SELECTED EXTRACT section start

Work on the offshore elements of the wind farm began in August 2020. Two 37 km long high-voltage export cables will bring the electricity back to the landfall at Thorntonloch Beach, near Bilsdean on the coast of East Lothian. The shore-side ends of the cables were winched through 650m long horizontal drill ducts under the beach to join with the onshore cable. The offshore cables were then laid across the sea-bed by the installation vessel 'Cable Enterprise', before being buried under the seabed by remotely-operated submarine. The first of the cables was laid out to its offshore substation by 18 June 2021, with the second expected during July 2021.
Work continued in September 2021 when two shunt reactors were delivered to the Lammermuir Hills site by Collett Transport. Originating overseas, the shunt reactors travelled over 5000 miles to the Port of Leith in Scotland before onward transport to the substation site.

In January 2022 two 180-tonne super grid transformers were delivered to the onshore substation. The first substation installation completed on 8 June 2022.

In January 2023, the operations and maintenance base in Eyemouth was opened.

The first turbine installation was completed in July 2023, and in October 2024, the first turbines started to generate power. The final turbine was installed in April 2025.

In July 2025, the scheme became fully operational, with Scottish First Minister John Swinney visited the operations base in Eyemouth to mark the occasion. Construction of the scheme was estimated to contribute around £200 million to the economy.

SELECTED EXTRACT section end

### WORK INSTRUCTIONS
1. Do these statements agree with the wind farm passage? Answer yes or no for each and quote the words of the passage that decide it.
(a) Each of the two high-voltage export cables is 37 km long.
(b) The shunt reactors were made in Scotland.
(c) The operations and maintenance base is in Eyemouth.
2. In the wind farm passage, which vessel laid the offshore cables across the sea-bed?
3. What place names appear in the wind farm passage? List each one once.
The lines after this point come from a separate source.

DATASET EXTRACT section start

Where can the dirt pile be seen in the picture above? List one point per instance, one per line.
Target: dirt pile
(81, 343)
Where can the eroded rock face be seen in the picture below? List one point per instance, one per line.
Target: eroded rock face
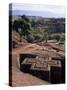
(47, 68)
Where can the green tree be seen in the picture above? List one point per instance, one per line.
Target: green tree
(22, 26)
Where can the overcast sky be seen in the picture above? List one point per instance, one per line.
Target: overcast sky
(39, 10)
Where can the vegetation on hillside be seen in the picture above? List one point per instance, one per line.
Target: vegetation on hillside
(37, 30)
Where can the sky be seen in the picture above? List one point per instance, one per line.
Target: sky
(38, 10)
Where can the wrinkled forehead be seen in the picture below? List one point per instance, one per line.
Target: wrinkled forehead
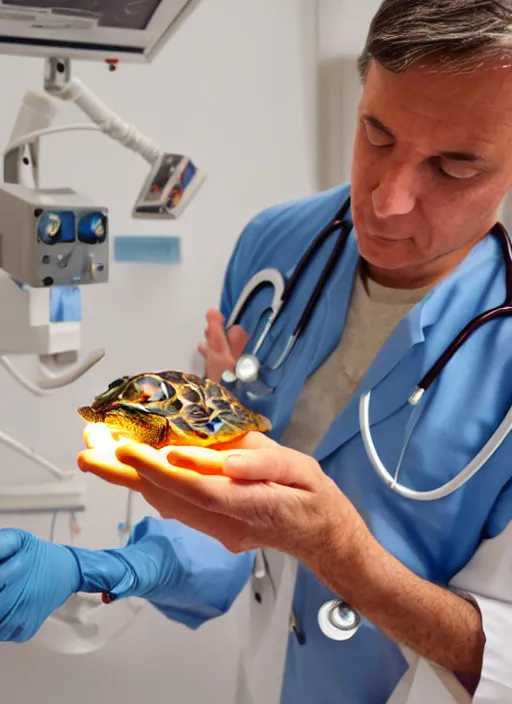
(431, 106)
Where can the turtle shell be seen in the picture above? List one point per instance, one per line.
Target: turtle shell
(173, 408)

DATASET EXTRACT section end

### RESULTS FOR THE EXERCISE
1.
(a) Yes: "Two 37 km long high-voltage export cables"
(b) No: "Originating overseas"
(c) Yes: "the operations and maintenance base in Eyemouth was opened"

2. 'Cable Enterprise'

3. Thorntonloch Beach, Bilsdean, East Lothian, Lammermuir Hills, Port of Leith, Scotland, Eyemouth